It needs to be aimed at complete noobs and I will be hoping to provide it in a state where it does not require a monitor to configure.

One thought I have is that the configuration could be performed by web interface and that 'out the box' with the OS on an SD card, it could be plugged into any Windows (although ideally multi-platform) network and be accessible from the browser by a friendly name, for example 'pi.local' (it's IP address might not be known and the ability to determine IP address can be complex for noobs).

I have heard that something like the Bonjour Print Service can achieve this but that this needs to be installed to work from Windows machines. Are there any other solutions for achieving this?

deed02392

Posted 2014-05-20T09:33:35.837

Reputation: 2 662

What about creating a netbios name in your samba smb.conf and assign it as many default networks you know (like WORKGROUP). Offcause if the user has a custom network, I don't think it will work. – Bolli – 2014-05-20T10:38:00.177

You could take a look at avahi beside the mentioned NetBIOS name. There are avahi packages for raspbian.

§ §

* [ACTIONS TO TAKE]
1 – In the forum post, what friendly name is offered as an example for reaching the device from a browser?
2 – Copy the rows from the line containing "out the bare" through the end of the rows, swapping "rash vest" for "surf shirt" and leaving everything else the same.
The rows that come next are unrelated to the forum post.

[Coordinate annotation rows]
§ §

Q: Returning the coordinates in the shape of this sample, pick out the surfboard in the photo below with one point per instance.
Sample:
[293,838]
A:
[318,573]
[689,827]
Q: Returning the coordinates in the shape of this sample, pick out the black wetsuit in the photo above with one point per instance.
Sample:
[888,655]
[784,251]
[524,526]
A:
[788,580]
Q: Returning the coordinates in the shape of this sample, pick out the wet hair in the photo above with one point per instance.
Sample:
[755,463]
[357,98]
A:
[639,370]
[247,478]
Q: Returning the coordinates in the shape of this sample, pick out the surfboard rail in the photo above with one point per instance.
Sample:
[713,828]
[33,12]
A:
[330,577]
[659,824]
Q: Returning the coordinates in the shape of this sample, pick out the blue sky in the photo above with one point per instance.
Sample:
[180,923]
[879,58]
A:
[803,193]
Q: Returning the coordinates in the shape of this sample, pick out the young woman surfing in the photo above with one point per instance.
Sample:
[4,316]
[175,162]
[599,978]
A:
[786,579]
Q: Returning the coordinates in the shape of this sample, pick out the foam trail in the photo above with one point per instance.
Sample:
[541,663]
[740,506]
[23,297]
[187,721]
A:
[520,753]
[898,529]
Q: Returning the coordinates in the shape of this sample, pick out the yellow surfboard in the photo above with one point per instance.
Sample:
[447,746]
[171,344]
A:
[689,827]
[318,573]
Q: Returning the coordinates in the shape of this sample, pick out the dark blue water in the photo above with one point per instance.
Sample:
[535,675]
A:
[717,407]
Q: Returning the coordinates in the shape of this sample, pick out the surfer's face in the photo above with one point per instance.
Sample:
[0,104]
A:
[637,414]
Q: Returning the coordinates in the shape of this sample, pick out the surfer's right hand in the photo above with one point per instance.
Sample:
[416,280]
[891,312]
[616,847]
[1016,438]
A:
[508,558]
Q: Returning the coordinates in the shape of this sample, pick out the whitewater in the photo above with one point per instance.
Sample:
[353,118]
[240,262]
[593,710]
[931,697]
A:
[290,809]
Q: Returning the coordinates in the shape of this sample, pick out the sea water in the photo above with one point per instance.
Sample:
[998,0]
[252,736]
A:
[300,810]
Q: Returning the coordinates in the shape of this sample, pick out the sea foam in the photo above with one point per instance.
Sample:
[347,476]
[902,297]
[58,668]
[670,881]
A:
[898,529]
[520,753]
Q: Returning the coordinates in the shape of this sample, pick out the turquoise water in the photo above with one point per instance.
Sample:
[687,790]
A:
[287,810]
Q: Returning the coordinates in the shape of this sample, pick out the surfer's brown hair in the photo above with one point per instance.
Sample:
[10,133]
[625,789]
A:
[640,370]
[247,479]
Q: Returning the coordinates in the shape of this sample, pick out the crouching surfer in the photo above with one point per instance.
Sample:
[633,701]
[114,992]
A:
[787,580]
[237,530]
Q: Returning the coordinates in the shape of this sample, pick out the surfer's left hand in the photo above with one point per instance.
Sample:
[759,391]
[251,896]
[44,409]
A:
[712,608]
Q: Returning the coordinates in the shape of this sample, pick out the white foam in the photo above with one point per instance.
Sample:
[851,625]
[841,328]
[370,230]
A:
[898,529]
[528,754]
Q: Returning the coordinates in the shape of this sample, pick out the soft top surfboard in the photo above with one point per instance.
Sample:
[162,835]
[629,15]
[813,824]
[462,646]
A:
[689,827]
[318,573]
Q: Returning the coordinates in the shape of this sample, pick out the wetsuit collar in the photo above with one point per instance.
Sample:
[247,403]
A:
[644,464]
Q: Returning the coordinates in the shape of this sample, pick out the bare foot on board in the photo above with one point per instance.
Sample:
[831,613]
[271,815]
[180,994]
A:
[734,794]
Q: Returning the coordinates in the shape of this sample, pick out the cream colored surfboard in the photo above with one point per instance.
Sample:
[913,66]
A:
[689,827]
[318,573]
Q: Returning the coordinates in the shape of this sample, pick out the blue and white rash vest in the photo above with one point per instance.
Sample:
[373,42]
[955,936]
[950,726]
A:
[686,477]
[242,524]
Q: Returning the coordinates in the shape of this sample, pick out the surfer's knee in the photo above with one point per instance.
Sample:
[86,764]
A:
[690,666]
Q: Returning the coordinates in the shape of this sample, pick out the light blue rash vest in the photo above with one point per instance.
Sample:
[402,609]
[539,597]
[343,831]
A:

§ §

* [EXPECTED ANSWERS]
1 – 'pi.local'

2 –
Q: Returning the coordinates in the shape of this sample, pick out the bare foot on board in the photo above with one point per instance.
Sample:
[831,613]
[271,815]
[180,994]
A:
[734,794]
Q: Returning the coordinates in the shape of this sample, pick out the cream colored surfboard in the photo above with one point per instance.
Sample:
[913,66]
A:
[689,827]
[318,573]
Q: Returning the coordinates in the shape of this sample, pick out the blue and white surf shirt in the photo above with one point per instance.
Sample:
[373,42]
[955,936]
[950,726]
A:
[686,477]
[242,524]
Q: Returning the coordinates in the shape of this sample, pick out the surfer's knee in the photo above with one point per instance.
Sample:
[86,764]
A:
[690,666]
Q: Returning the coordinates in the shape of this sample, pick out the light blue surf shirt in the photo above with one point per instance.
Sample:
[402,609]
[539,597]
[343,831]
A:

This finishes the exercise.